# DATA TO USE start
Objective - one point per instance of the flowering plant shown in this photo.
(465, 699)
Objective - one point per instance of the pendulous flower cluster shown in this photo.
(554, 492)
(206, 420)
# DATA TO USE end
Can you copy out all of the records above, line by line, without changing a single character?

Objective - one point per instance of the flowering plant shown in this photo.
(465, 699)
Objective - one point per instance of the pendulous flower cluster shown in this photo.
(554, 492)
(206, 420)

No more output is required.